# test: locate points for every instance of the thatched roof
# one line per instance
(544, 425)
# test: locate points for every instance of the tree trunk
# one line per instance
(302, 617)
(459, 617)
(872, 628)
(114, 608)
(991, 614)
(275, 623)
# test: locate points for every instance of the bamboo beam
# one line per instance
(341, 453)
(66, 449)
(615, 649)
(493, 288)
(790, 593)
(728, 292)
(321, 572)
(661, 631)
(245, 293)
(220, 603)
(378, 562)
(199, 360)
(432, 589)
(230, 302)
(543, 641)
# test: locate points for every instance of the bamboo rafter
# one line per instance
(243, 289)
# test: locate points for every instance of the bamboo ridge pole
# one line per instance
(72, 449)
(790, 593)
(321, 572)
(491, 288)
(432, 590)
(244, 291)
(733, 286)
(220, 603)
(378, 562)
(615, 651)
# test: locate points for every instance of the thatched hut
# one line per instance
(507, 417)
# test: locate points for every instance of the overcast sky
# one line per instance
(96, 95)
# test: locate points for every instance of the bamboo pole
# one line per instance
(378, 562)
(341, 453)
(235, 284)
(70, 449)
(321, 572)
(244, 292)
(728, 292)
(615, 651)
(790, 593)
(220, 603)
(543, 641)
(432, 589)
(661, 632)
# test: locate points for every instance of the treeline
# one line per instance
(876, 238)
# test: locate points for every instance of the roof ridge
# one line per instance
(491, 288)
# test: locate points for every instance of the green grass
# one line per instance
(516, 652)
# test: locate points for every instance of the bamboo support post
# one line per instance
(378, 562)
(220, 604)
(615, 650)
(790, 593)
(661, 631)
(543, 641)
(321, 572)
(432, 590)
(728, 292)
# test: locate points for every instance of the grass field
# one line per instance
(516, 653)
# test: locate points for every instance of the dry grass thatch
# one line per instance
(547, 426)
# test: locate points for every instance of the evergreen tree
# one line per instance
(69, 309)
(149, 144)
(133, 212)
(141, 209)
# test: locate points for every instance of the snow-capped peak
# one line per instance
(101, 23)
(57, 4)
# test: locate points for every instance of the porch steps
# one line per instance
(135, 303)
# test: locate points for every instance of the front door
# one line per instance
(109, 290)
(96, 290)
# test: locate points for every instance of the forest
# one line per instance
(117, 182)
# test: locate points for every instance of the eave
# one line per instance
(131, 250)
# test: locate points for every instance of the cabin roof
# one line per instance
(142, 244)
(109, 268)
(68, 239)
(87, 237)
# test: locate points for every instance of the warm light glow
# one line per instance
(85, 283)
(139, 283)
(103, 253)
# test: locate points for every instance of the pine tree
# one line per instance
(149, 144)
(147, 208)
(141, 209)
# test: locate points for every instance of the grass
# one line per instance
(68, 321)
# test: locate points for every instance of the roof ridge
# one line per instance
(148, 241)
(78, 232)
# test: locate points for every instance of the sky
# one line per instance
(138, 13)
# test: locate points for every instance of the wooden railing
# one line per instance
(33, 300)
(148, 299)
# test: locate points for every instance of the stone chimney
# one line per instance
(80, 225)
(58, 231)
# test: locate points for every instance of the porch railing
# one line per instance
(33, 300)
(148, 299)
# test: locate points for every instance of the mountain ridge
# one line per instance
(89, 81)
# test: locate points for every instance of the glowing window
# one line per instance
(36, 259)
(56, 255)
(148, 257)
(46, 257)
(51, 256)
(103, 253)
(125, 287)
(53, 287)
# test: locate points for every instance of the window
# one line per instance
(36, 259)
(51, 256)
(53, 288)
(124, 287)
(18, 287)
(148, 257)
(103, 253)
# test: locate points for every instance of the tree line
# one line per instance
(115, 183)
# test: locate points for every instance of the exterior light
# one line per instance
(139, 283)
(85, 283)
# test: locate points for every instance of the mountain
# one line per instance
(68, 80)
----
TO DO ▸ In the entries above, find the line holding "# test: locate points for every instance of the bamboo beam" and the line holding "# test: locate points for every instance of the bamboo pole"; print both of them and every line between, exactly, and nothing else.

WRITTEN SOLUTION ▸
# test: locate points for every instance of the bamboo beam
# one line per instance
(341, 453)
(66, 449)
(615, 649)
(493, 288)
(790, 593)
(728, 292)
(321, 572)
(661, 631)
(245, 293)
(220, 603)
(378, 562)
(199, 360)
(432, 589)
(230, 302)
(543, 641)
# test: locate points for every instance of the bamboo rafter
# one line per instance
(243, 289)
# test: locate points for every instance of the bamboo ridge pole
# one line per instance
(72, 449)
(790, 593)
(321, 572)
(491, 288)
(432, 590)
(244, 291)
(733, 286)
(220, 603)
(378, 562)
(615, 651)
# test: locate points for every instance of the thatched hut
# one line per instance
(507, 417)
# test: locate points for every instance of the overcast sky
# one line per instance
(96, 95)
# test: locate points for every instance of the bamboo pole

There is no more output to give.